### Exercise
Taking the entries below from the top, restate each line exactly and end with the line containing "12L685 29L678 44L692".

### Input data
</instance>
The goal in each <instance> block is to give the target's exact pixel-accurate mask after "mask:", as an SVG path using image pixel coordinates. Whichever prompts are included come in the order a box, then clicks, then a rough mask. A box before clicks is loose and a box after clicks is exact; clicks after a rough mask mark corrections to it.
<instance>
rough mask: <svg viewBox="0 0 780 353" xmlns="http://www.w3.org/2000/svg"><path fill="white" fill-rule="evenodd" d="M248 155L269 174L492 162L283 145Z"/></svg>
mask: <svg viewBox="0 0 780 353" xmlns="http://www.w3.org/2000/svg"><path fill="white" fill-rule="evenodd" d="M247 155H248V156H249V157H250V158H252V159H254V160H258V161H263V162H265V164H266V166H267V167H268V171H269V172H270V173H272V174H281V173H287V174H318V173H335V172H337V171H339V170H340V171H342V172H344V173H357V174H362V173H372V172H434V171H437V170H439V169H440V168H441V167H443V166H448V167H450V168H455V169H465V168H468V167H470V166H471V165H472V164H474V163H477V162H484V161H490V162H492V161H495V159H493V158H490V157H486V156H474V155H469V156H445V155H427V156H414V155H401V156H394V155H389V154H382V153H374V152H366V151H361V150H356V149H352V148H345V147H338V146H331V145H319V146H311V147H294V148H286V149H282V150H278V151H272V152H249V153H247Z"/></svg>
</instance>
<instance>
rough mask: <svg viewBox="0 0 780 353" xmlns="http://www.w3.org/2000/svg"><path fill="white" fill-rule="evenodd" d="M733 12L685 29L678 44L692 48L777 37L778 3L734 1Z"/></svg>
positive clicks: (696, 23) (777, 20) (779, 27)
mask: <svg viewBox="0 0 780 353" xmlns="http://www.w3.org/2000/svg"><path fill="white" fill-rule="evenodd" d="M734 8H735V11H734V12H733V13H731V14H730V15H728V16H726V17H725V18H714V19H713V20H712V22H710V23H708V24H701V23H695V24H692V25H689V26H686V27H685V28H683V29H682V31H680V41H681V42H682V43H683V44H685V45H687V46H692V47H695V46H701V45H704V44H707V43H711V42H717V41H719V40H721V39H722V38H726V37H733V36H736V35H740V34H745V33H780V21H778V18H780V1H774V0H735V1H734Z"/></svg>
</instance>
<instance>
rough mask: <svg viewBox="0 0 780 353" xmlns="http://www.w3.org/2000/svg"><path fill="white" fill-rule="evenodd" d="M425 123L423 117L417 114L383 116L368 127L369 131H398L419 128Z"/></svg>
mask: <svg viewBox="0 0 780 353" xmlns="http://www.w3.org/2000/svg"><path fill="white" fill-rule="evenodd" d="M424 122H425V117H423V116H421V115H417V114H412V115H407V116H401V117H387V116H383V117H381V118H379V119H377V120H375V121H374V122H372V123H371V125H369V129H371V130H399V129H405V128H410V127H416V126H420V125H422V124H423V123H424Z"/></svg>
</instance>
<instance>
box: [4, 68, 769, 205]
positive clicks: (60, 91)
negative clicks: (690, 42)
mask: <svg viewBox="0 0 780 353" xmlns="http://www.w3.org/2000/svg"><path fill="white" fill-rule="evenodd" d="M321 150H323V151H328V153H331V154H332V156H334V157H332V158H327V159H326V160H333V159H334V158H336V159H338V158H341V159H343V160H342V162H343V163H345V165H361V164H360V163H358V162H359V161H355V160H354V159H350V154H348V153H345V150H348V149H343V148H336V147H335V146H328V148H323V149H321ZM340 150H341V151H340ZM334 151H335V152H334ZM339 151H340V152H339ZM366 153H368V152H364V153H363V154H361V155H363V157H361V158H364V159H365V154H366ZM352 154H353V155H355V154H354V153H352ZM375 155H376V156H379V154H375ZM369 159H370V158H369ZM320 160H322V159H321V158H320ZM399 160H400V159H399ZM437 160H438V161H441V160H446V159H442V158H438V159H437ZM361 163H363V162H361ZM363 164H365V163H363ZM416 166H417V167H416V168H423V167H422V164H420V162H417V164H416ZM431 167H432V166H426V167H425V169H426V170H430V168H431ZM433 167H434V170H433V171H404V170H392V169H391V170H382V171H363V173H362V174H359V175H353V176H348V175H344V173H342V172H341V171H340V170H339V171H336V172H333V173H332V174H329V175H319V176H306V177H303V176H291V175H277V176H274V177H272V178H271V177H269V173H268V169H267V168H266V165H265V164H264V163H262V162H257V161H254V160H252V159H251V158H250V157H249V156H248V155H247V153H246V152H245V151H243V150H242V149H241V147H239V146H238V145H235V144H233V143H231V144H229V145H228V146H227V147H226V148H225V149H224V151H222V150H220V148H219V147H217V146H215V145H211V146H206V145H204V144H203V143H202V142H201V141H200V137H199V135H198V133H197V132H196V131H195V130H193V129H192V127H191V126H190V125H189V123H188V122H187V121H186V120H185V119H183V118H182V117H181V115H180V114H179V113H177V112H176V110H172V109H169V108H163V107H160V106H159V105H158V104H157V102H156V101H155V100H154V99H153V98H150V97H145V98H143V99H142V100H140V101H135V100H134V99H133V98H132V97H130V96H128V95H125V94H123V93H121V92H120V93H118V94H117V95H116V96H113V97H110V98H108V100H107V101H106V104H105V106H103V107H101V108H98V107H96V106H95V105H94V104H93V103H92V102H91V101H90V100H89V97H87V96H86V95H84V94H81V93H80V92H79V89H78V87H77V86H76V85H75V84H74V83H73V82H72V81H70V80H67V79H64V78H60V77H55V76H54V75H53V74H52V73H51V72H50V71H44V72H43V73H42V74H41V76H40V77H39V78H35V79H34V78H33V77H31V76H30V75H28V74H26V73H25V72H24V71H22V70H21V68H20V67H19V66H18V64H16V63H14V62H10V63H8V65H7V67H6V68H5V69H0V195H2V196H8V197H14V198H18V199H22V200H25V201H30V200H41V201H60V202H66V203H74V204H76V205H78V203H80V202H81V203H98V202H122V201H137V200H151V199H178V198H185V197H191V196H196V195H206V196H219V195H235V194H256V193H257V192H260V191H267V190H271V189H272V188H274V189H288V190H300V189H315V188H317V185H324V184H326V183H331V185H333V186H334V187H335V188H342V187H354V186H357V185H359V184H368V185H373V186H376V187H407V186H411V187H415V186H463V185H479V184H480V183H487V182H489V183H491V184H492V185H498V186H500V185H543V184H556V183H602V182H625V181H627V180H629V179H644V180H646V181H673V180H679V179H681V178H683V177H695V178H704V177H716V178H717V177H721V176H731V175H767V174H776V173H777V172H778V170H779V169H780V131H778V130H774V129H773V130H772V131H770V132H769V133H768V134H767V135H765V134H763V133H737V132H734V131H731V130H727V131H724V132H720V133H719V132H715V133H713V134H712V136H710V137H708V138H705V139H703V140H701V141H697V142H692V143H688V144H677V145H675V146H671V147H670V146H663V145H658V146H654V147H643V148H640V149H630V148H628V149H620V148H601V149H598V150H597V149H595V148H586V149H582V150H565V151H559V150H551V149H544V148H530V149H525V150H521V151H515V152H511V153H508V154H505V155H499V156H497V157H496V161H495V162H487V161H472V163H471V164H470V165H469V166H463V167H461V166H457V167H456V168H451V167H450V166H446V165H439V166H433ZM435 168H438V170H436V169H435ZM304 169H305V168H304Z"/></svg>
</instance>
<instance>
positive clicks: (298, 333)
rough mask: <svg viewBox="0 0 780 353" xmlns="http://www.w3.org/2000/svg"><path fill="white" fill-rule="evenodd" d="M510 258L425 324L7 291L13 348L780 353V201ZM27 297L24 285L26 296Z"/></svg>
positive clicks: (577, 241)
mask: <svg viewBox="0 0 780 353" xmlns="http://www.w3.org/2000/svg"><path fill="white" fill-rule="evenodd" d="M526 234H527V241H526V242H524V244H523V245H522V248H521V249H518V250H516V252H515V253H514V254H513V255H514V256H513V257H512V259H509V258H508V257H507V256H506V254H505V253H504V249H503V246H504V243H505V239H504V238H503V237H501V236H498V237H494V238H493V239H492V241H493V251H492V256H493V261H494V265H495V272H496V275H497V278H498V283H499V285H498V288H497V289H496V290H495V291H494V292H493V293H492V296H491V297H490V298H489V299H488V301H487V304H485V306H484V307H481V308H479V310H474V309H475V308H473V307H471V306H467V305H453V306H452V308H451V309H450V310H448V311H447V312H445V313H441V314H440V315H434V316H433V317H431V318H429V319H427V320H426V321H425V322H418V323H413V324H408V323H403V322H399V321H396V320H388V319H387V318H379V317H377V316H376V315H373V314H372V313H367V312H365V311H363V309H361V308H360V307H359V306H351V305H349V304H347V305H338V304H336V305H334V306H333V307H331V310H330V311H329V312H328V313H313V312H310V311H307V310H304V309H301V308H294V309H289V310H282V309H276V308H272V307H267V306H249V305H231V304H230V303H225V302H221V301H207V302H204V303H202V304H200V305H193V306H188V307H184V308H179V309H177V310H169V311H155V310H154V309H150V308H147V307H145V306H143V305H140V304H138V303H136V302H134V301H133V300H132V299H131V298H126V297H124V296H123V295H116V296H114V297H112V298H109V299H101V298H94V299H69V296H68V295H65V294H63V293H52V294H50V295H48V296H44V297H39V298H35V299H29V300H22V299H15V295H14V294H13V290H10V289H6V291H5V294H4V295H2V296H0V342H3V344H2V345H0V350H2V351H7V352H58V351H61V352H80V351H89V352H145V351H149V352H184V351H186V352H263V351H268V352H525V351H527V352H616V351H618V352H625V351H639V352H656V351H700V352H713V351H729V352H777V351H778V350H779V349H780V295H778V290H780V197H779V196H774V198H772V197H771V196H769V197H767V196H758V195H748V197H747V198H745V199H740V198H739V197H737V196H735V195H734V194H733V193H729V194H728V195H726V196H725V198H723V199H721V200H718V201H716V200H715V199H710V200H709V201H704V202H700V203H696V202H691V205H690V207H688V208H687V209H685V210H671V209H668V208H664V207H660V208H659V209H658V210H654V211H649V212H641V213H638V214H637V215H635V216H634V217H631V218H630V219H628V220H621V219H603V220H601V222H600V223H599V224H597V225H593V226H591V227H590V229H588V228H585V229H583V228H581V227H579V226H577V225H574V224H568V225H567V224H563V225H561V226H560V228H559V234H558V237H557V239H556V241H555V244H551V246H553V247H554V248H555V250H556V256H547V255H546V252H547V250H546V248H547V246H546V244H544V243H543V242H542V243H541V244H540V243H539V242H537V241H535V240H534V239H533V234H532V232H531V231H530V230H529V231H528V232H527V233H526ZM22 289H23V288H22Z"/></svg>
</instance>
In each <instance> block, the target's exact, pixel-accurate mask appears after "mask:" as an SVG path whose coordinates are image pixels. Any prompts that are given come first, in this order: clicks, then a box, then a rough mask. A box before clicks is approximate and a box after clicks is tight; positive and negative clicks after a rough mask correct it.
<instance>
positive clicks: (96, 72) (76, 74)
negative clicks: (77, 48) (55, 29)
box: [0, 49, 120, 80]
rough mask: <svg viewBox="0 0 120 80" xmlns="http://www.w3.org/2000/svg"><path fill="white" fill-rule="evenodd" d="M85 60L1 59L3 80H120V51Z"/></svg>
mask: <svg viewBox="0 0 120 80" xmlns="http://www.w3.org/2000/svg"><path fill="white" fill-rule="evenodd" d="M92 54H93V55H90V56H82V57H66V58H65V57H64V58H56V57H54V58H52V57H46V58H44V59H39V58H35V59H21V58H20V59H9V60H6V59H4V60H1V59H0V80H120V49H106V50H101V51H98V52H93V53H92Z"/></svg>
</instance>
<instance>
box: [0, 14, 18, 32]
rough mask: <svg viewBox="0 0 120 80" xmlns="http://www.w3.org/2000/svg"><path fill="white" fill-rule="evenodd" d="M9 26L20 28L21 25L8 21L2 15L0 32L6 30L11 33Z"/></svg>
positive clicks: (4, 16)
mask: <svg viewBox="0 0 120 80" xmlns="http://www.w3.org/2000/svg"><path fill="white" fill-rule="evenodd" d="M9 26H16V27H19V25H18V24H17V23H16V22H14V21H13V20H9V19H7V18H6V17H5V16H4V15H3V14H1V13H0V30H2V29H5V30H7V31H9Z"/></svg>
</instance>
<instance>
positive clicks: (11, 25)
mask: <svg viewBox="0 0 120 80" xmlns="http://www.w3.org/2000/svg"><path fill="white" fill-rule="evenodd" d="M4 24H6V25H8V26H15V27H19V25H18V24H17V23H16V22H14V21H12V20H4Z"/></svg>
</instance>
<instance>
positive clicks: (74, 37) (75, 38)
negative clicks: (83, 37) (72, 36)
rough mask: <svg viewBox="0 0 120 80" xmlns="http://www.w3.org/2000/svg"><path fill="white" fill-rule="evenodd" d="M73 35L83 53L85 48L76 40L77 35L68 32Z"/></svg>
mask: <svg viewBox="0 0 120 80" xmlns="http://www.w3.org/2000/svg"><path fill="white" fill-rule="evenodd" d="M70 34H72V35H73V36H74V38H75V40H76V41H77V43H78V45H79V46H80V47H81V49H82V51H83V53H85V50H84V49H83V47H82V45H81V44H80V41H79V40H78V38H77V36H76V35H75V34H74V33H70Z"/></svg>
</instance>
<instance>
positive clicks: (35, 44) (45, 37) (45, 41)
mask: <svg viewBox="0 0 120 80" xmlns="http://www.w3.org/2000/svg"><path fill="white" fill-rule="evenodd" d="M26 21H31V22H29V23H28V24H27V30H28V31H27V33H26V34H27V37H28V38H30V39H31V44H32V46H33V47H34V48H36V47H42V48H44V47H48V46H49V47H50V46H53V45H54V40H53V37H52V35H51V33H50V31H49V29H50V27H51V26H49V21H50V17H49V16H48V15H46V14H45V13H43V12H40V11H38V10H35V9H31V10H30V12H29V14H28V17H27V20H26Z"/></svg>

### Exercise result
</instance>
The goal in each <instance> block is to give the target's exact pixel-accurate mask after "mask:", as an SVG path using image pixel coordinates. Whichever prompts are included come in the order a box, then clicks, then a rough mask. A box before clicks is loose and a box after clicks is exact; clicks after a rough mask mark corrections to it.
<instance>
rough mask: <svg viewBox="0 0 780 353" xmlns="http://www.w3.org/2000/svg"><path fill="white" fill-rule="evenodd" d="M248 155L269 174L492 162L283 145Z"/></svg>
mask: <svg viewBox="0 0 780 353" xmlns="http://www.w3.org/2000/svg"><path fill="white" fill-rule="evenodd" d="M247 155H248V156H249V157H250V158H252V159H254V160H258V161H263V162H265V164H266V166H267V167H268V171H269V172H270V173H272V174H281V173H287V174H318V173H335V172H337V171H339V170H340V171H342V172H344V173H357V174H362V173H372V172H434V171H437V170H439V169H440V168H441V167H443V166H448V167H450V168H455V169H465V168H468V167H470V166H471V165H472V164H474V163H477V162H484V161H490V162H492V161H495V159H493V158H490V157H486V156H474V155H469V156H445V155H427V156H414V155H401V156H394V155H389V154H382V153H374V152H366V151H361V150H356V149H352V148H345V147H338V146H331V145H319V146H311V147H294V148H286V149H282V150H278V151H272V152H249V153H247Z"/></svg>
</instance>
<instance>
rough mask: <svg viewBox="0 0 780 353" xmlns="http://www.w3.org/2000/svg"><path fill="white" fill-rule="evenodd" d="M733 12L685 29L678 44L692 48L777 37L778 3L734 1Z"/></svg>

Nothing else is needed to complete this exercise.